# Task
Count how many lines of the material below contain the string "calm", treating uppercase and lowercase as different. Reply with the number alone.

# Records
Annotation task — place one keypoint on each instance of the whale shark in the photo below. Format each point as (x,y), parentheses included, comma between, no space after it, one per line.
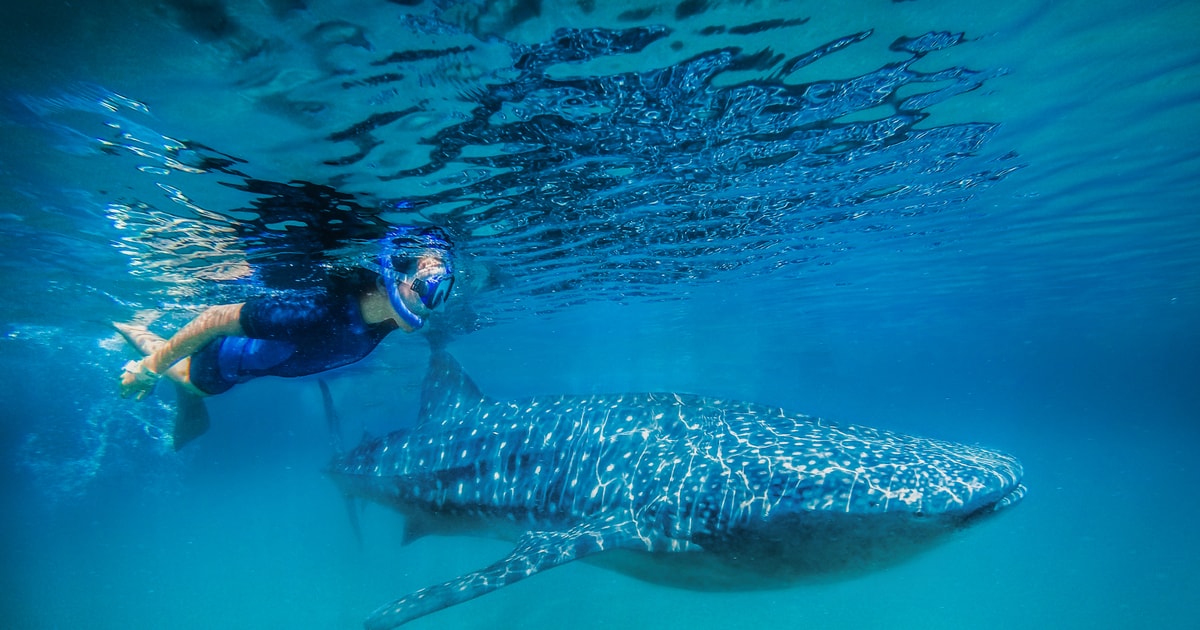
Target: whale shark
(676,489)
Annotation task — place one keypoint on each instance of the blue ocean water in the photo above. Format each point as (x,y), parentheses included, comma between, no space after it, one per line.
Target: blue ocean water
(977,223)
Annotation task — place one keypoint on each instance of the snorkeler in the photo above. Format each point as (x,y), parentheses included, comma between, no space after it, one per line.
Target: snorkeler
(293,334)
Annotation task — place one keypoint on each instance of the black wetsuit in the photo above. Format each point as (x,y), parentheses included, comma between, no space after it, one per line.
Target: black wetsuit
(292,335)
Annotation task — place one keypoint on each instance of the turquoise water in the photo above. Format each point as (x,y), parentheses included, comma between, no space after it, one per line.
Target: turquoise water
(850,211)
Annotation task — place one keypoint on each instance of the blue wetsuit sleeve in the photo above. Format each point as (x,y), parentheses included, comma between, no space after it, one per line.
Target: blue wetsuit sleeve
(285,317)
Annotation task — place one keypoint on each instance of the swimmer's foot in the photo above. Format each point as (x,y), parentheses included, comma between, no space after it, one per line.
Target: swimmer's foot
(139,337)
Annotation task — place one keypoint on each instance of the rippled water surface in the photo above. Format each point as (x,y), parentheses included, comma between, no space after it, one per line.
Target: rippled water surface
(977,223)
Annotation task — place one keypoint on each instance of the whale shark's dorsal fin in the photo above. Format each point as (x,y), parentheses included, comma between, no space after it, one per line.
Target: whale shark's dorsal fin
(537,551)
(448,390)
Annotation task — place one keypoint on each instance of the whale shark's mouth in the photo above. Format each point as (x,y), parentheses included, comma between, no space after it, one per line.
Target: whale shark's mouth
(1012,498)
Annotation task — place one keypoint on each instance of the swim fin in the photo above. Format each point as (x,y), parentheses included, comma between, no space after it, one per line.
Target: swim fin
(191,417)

---

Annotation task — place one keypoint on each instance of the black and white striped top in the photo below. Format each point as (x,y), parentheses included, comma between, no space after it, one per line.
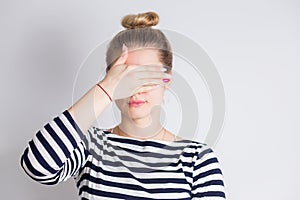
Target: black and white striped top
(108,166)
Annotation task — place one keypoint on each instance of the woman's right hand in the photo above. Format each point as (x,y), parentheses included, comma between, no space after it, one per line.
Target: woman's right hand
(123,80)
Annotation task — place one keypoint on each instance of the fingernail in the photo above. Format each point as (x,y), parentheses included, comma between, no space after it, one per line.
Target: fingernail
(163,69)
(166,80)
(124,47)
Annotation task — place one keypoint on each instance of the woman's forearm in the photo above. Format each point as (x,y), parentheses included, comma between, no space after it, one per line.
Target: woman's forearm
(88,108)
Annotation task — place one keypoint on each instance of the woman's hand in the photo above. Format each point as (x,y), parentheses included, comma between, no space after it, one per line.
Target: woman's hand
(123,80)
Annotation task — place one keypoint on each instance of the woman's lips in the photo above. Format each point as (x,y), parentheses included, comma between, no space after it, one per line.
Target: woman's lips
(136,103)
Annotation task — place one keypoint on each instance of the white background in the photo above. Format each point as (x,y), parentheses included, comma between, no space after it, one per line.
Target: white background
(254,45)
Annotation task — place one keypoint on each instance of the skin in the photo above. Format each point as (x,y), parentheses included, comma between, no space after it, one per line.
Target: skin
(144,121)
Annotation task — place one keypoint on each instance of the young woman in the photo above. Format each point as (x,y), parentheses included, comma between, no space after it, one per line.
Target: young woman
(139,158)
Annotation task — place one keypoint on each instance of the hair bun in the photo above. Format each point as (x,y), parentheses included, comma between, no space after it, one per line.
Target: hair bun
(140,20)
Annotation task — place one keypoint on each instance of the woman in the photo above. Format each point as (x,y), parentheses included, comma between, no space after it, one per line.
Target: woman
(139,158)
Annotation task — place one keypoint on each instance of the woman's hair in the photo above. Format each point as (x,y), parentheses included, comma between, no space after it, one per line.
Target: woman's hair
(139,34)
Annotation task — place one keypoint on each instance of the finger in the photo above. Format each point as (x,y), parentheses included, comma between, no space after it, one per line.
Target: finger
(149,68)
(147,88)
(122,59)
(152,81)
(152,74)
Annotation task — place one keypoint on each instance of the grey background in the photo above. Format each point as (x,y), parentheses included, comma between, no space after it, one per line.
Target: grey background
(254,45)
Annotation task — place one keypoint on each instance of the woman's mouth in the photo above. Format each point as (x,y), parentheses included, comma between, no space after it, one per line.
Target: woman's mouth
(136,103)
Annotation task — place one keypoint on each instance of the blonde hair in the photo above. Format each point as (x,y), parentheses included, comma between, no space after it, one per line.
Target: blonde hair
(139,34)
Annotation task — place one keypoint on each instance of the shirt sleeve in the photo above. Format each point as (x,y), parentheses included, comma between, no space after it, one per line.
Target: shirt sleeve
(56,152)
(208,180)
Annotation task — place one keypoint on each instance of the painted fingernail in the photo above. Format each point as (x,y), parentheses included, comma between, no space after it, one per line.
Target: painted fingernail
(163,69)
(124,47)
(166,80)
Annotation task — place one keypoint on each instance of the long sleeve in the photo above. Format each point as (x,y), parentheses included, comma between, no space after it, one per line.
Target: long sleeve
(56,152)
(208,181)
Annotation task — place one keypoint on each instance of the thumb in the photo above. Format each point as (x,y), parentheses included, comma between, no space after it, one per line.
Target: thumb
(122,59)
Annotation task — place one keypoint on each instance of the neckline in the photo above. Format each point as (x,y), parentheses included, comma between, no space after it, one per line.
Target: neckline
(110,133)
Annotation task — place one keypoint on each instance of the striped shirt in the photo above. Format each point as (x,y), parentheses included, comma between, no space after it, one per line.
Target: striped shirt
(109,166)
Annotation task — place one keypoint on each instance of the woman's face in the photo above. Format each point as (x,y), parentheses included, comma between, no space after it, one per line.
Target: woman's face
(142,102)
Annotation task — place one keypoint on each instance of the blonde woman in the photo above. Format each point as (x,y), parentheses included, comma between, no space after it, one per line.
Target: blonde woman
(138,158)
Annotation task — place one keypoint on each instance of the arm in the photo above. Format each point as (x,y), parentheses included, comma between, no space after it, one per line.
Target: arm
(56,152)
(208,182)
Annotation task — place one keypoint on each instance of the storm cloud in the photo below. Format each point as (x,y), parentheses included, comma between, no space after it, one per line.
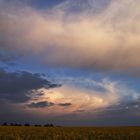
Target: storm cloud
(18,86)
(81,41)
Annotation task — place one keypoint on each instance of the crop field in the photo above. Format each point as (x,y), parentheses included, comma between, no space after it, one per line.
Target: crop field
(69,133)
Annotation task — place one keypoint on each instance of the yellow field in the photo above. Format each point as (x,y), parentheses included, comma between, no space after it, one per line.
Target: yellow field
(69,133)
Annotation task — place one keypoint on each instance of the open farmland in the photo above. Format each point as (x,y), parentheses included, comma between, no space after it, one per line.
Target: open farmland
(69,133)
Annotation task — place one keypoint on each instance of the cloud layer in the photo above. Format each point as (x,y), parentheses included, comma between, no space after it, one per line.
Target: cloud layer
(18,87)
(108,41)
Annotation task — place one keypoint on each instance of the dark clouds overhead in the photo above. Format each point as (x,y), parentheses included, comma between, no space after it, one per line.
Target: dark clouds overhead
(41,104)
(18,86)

...

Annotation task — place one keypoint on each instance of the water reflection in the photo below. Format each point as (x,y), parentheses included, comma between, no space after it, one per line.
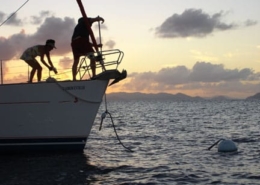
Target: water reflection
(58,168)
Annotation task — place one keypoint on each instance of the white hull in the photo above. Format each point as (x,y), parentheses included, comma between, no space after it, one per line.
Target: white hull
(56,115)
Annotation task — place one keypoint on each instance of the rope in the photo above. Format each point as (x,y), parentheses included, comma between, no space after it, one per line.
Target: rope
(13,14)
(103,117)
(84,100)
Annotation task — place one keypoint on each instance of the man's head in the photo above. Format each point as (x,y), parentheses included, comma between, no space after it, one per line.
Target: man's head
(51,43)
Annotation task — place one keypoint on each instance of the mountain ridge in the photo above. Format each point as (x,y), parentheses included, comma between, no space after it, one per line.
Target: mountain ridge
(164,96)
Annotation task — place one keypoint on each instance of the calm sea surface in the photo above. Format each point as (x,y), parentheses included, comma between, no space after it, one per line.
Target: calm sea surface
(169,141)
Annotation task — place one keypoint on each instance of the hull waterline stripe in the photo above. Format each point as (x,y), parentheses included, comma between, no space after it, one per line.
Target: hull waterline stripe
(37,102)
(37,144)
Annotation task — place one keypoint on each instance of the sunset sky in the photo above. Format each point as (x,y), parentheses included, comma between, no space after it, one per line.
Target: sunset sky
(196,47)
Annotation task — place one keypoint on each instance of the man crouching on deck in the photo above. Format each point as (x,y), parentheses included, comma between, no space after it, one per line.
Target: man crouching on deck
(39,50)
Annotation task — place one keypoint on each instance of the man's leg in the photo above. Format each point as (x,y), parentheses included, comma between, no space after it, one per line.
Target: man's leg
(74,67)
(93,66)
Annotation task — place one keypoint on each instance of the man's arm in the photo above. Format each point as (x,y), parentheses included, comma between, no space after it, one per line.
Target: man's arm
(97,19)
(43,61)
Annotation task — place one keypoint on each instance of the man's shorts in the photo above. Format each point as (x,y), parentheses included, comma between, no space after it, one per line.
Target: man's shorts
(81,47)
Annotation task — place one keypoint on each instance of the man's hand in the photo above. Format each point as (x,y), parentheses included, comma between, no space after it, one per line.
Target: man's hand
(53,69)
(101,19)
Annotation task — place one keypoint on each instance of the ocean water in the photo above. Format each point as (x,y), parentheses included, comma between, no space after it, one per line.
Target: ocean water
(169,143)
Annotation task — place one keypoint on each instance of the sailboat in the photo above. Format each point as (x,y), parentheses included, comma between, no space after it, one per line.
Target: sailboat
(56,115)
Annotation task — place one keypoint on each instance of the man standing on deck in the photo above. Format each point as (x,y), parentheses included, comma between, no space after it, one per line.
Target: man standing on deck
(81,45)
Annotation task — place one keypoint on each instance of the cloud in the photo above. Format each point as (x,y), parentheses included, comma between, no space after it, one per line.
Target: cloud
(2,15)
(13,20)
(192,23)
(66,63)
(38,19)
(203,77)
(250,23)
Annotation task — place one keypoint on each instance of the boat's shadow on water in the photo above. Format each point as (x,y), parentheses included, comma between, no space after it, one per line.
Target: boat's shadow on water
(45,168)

# Task response
2